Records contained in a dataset

※ ※ ※

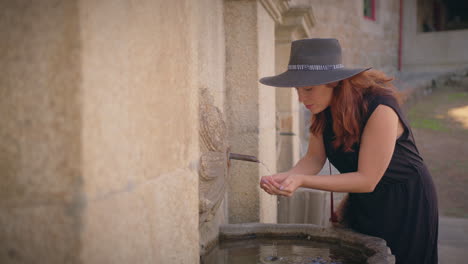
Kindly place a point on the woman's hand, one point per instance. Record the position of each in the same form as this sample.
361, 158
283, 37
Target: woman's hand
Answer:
281, 184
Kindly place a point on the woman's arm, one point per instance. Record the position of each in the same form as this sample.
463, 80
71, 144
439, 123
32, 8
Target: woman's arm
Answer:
314, 159
310, 164
376, 150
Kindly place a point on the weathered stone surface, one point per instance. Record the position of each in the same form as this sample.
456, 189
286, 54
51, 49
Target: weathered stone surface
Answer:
375, 248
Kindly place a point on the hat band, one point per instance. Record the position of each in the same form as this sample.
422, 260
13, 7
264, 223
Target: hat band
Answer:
311, 67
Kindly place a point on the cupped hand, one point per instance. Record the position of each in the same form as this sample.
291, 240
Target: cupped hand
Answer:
281, 184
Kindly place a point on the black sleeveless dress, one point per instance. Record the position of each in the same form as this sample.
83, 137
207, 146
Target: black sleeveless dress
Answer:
402, 209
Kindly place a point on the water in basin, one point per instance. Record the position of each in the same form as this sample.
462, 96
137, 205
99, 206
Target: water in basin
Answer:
282, 251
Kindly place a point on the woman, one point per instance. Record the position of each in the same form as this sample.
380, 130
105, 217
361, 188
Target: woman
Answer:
358, 125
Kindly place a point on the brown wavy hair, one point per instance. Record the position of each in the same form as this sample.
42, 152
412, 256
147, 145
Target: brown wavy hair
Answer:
348, 107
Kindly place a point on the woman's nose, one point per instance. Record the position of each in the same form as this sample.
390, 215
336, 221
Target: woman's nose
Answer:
300, 96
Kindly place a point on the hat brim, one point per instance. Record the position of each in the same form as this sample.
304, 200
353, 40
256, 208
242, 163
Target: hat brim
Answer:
309, 78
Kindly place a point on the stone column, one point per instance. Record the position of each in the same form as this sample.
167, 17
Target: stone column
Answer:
250, 108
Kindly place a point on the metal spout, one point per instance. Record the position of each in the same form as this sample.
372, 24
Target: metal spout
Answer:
243, 157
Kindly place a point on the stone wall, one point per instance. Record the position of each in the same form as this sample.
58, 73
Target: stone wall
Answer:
431, 51
99, 110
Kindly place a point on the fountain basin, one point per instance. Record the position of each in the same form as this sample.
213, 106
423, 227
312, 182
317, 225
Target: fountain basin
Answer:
245, 237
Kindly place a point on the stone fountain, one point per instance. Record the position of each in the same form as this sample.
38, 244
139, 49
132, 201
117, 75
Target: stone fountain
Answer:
216, 233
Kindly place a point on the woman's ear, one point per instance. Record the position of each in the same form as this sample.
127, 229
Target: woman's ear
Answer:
333, 84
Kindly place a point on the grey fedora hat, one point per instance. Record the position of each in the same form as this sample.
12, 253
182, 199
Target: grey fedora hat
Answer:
313, 62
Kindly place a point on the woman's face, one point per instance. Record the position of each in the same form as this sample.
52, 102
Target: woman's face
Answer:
316, 98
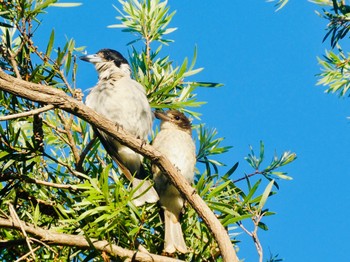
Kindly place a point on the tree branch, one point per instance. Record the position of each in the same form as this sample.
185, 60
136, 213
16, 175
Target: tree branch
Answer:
52, 238
59, 99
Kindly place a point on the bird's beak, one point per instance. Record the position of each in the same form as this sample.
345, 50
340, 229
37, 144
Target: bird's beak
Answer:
161, 115
92, 58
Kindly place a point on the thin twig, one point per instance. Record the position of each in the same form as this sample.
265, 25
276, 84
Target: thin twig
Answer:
26, 255
50, 184
71, 143
16, 219
79, 164
247, 176
27, 113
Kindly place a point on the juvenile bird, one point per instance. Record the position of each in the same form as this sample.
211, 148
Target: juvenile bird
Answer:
122, 100
175, 141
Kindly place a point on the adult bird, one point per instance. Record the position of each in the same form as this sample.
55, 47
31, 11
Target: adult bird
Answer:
122, 100
175, 141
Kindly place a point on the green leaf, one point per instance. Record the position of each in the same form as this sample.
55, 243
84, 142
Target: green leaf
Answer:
265, 195
50, 44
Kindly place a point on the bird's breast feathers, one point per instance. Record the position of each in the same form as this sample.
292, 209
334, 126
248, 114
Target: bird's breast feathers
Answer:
179, 148
124, 102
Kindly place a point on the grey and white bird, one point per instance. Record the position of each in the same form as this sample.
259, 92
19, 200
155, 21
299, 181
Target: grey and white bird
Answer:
122, 100
175, 141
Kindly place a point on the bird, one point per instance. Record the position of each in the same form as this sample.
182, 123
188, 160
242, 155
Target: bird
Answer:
122, 100
175, 142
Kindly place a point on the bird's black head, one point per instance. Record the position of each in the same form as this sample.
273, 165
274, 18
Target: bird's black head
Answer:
175, 117
106, 55
112, 55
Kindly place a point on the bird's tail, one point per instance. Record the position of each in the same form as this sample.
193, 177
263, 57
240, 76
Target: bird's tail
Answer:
174, 240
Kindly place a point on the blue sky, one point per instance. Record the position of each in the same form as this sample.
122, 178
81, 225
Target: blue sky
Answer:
267, 63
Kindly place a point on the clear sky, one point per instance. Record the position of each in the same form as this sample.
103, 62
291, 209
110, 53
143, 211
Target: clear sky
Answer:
267, 62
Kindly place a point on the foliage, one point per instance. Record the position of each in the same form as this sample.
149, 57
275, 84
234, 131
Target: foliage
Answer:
57, 176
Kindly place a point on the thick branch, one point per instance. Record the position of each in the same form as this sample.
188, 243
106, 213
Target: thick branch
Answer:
59, 99
52, 238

※ ※ ※

__How to complete this task__.
Among the entries, how many lines hold the string "black"? Answer with a bare number.

__Result of the exercise__.
4